• Written problem 1: Please sum up the Ceratopteris thread in two sentences.
• Written problem 2: Decide whether each statement agrees with the Ceratopteris thread, answering yes or no and quoting the words of the thread that settle it. (a) The collection took nearly ten years to assemble. (b) The poster calls the Vietnamese variety the least delicate plant of the genus. (c) The third plant is found in southern Taiwan.
• Written problem 3: Carry on the Ceratopteris thread from its last post.

• Source document:

━━━━━━━━

# Trying to make a complete collection of Ceratopteris



## biker (Sep 6, 2004)

It took me nearly ten years to collect these species, which can be identified as three species, including one of them containing four different types.
Here is the popular one, C.thalictroides, a submerged type.


----------



## biker (Sep 6, 2004)

This one has been recently identified as a varieties of C.thalictroides from Vietnam, which can grow very large leaves and keep submerged much longer than the former. I will say that this plant is the most delicate one of the genus.


----------



## biker (Sep 6, 2004)

The second one found in northern Taiwan, this one grows less feathery leaves than the first one, and the shape of its leaves changes more drastically than others in low temp.


----------



## biker (Sep 6, 2004)

A floating type of the second one


----------



## biker (Sep 6, 2004)

A close-up photo of its leaves In fact, this is my favorite.


----------



## biker (Sep 6, 2004)

The third one is also found in northern Taiwan. There are lots of rumors that C.cornuta can be found in Taiwan, while I don't think so, this rumored local species tends not to grow submergedly, and we can find many differences on its leaves (especially the growing point) from those of C.cornuta.

━━━━━━━━

• Material:

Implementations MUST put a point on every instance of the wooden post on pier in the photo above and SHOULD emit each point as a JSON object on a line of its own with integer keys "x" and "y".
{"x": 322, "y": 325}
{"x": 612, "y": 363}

━━━━━━━━

• Exercise response 1: A forum poster describes a Ceratopteris collection gathered over nearly ten years, identified as three species with one of them containing four types, beginning with the popular submerged C.thalictroides and a Vietnamese variety that grows very large leaves and stays submerged much longer. The poster then covers two plants found in northern Taiwan, including a floating type of the second, and doubts that the third is C.cornuta because it tends not to grow submerged and its leaves differ.

• Exercise response 2:
(a) Yes: "It took me nearly ten years to collect these species"
(b) No: "I will say that this plant is the most delicate one of the genus."
(c) No: "The third one is also found in northern Taiwan."

• Exercise response 3:
Although the aforesaid ones are all identified by our botanists as C.thalictroides I still doubt that the second type might be C.richardii because the feathery leaves growing just like those of C.richardii. Unfortunately I cannot prove it because I don't have a microscope to observe its spores.


----------



## biker (Sep 6, 2004)

This is the real C.cornuta, a floating type.


----------



## biker (Sep 6, 2004)

A close-up photo of its leaves


----------



## biker (Sep 6, 2004)

Possibly the only floating species of the genus, C.pteridoides.
There are 4 to 6 species of the genus according to old literatures, so I think C.richardii and C.froesii could be the ones I have to search for.


----------



## HeyPK (Jan 23, 2004)

This is an old picture, taken in 1969 and digitized by taking a picture of the original slide with my digital camera. This is only part of the slide image. 

Enough apologizing for the quality of the picture. This is a Ceratopteris variety I had at the time with large leaves that had only a few incisions. Unlike Biker's picture of C. pteridoides, this plant did not develop swollen petioles. It is similar to Biker's plant in that it has large leaves that are not deeply divided and that it prefers to grow floating. My plant was different in that the leaf edges were rounded and the petioles were not swollen.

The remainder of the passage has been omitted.